* Stated exercise *
From the line that has "blue sky. Keep to one point per instance." down to the final line of the listing below, transcribe every line exactly, and only those.

* Material to process *
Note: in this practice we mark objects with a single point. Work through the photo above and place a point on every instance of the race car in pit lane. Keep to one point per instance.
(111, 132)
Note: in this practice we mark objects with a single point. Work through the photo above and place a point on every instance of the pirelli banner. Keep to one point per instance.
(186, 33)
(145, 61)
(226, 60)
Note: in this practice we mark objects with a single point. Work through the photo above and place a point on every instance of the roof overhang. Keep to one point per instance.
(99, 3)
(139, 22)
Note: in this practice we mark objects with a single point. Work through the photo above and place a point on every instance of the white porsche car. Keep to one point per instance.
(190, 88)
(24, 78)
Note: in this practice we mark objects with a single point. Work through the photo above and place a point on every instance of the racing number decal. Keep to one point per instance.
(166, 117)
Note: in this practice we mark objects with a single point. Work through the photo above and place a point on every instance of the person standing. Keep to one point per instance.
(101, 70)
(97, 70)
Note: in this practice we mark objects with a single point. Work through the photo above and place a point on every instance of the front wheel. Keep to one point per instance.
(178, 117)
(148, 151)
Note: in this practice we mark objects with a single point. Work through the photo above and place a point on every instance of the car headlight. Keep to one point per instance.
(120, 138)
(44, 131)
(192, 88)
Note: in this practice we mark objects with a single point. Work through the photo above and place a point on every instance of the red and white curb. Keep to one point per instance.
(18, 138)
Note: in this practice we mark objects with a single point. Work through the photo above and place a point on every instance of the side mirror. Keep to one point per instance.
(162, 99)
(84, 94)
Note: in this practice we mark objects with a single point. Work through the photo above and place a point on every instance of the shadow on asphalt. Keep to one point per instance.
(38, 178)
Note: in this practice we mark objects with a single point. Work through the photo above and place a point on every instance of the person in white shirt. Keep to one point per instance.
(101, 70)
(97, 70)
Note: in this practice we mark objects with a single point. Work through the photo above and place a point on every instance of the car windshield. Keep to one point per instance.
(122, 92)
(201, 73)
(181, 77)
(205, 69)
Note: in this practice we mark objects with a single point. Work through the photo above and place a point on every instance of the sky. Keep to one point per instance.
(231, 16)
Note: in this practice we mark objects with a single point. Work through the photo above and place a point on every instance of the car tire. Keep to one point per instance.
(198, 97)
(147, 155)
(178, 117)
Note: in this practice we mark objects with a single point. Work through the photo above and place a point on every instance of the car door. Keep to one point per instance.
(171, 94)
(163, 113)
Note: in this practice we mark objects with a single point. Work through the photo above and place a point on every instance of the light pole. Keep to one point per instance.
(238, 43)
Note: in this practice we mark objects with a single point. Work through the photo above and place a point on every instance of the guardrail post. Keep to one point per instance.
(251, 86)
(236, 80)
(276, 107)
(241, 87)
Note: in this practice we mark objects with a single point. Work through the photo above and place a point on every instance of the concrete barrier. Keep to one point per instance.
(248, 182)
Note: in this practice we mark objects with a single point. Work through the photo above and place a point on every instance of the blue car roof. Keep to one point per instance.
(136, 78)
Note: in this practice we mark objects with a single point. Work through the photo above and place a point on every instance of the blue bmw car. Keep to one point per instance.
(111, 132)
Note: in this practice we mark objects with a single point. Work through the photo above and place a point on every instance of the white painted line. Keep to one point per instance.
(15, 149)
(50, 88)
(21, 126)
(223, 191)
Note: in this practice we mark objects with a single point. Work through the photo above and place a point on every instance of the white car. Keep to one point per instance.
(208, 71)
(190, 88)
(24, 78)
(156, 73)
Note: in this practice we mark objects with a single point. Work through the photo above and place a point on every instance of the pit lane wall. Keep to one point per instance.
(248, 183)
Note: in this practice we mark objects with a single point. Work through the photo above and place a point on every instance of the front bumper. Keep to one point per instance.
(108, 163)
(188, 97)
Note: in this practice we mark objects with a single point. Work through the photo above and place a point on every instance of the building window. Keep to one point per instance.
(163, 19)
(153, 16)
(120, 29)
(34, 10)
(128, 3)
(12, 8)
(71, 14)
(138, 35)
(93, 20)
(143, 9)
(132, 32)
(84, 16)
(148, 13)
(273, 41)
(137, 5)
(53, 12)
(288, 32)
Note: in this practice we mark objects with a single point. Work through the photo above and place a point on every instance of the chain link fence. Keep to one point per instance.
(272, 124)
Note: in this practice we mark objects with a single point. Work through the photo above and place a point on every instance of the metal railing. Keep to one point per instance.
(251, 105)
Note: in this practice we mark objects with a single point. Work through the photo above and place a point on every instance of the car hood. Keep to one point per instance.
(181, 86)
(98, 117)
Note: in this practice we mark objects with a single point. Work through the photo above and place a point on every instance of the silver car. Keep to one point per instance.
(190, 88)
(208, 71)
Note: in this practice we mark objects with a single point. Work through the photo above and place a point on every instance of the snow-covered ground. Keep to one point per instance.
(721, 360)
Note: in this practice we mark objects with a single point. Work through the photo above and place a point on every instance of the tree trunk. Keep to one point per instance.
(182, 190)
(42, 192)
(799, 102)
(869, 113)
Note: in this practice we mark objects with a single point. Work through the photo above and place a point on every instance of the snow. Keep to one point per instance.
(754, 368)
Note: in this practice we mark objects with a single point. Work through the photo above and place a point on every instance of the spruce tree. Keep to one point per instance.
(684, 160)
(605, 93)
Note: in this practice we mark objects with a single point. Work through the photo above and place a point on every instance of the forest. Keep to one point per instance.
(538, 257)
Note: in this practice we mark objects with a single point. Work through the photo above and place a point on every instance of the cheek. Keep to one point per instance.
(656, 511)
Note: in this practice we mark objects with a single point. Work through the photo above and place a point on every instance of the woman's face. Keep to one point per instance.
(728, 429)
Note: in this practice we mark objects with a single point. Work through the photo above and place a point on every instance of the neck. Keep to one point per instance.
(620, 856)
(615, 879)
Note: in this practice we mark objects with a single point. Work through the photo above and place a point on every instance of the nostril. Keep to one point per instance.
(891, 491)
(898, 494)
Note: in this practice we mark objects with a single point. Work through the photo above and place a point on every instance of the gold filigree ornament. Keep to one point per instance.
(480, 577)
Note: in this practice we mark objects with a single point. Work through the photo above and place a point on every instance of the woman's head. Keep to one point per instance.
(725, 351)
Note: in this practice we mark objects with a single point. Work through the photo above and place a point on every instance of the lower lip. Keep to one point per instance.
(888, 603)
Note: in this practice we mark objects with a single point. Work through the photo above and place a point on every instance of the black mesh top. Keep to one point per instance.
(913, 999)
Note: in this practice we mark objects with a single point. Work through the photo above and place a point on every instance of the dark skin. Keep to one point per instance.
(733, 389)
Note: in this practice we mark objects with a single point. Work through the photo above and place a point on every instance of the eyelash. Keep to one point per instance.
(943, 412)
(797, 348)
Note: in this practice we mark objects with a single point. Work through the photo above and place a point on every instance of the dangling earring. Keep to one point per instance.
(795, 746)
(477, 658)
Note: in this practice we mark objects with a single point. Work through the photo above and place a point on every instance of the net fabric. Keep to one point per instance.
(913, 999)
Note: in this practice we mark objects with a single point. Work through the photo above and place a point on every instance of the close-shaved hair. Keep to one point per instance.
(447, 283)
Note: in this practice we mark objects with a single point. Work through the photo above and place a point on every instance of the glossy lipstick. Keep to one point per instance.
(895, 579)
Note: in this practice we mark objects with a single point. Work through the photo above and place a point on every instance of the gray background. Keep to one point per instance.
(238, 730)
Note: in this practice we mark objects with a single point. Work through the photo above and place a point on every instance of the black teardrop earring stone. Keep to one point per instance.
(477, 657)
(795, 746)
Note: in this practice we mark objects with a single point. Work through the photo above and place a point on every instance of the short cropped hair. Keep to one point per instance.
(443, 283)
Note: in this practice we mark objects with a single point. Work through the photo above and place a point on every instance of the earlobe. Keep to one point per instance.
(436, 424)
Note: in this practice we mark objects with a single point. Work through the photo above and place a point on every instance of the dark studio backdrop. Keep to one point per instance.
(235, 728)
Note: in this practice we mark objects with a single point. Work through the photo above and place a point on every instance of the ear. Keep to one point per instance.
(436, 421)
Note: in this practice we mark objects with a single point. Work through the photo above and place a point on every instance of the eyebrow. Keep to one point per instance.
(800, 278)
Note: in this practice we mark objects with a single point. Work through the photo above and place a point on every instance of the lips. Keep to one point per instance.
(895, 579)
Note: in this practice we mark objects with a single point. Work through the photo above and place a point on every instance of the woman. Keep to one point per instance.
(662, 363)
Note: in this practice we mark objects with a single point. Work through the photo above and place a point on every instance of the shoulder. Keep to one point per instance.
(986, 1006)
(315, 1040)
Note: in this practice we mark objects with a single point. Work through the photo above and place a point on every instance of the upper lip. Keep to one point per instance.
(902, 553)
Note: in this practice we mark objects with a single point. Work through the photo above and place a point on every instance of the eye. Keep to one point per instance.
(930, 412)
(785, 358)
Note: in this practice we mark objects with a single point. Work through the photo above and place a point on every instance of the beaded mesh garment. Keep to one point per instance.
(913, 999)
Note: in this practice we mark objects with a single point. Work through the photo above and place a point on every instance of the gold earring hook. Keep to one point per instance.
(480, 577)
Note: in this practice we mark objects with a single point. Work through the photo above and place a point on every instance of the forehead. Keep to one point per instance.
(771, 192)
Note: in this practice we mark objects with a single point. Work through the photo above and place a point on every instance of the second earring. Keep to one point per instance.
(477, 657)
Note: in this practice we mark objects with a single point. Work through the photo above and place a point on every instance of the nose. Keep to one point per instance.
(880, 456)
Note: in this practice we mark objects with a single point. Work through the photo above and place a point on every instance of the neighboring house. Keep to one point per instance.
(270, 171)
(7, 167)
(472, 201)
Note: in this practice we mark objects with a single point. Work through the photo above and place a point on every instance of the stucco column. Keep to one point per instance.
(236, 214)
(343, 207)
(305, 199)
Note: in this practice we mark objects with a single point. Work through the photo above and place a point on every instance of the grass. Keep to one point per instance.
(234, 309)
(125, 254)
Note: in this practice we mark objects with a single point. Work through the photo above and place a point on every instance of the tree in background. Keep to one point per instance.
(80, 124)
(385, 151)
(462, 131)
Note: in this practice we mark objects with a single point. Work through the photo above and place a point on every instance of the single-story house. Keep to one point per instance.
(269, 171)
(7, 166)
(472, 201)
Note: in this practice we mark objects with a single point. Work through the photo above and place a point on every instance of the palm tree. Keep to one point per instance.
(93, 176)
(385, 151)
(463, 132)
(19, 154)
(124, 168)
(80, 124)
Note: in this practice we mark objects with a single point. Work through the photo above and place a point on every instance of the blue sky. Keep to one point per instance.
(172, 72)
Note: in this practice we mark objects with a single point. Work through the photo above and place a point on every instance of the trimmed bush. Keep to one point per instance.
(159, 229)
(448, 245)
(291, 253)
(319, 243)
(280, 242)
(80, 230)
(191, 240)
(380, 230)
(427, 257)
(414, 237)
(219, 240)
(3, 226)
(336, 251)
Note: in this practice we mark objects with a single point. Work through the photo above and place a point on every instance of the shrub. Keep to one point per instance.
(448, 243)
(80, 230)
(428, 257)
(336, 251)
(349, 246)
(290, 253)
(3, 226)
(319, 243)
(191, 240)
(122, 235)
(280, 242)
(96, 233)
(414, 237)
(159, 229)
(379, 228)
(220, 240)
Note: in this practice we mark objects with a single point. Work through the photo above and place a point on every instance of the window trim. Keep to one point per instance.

* Response *
Note: in this practice we mark objects with a single point. Work through the photo above and place a point on every instance of the blue sky. Keep to one point per instance.
(172, 72)
Note: in this practice we mark objects with a single point. Work through the photo above and place a point on every instance of the trimmed bush. Keep to one point per instance.
(159, 229)
(448, 245)
(291, 253)
(319, 243)
(280, 242)
(80, 230)
(191, 240)
(380, 230)
(427, 257)
(414, 237)
(219, 240)
(3, 226)
(336, 251)
Note: in this practice we mark objects with a single point. Work through the photo above and place a point on every instance of the shrub. Keep to one point per instance.
(448, 243)
(80, 230)
(428, 257)
(336, 251)
(349, 246)
(290, 253)
(3, 226)
(319, 243)
(191, 240)
(122, 235)
(280, 242)
(96, 233)
(414, 237)
(159, 229)
(379, 228)
(220, 240)
Note: in this practice we mark objects with a single point. Work through the photo above and place a point on every instance of the window trim. Keep to one point per instance.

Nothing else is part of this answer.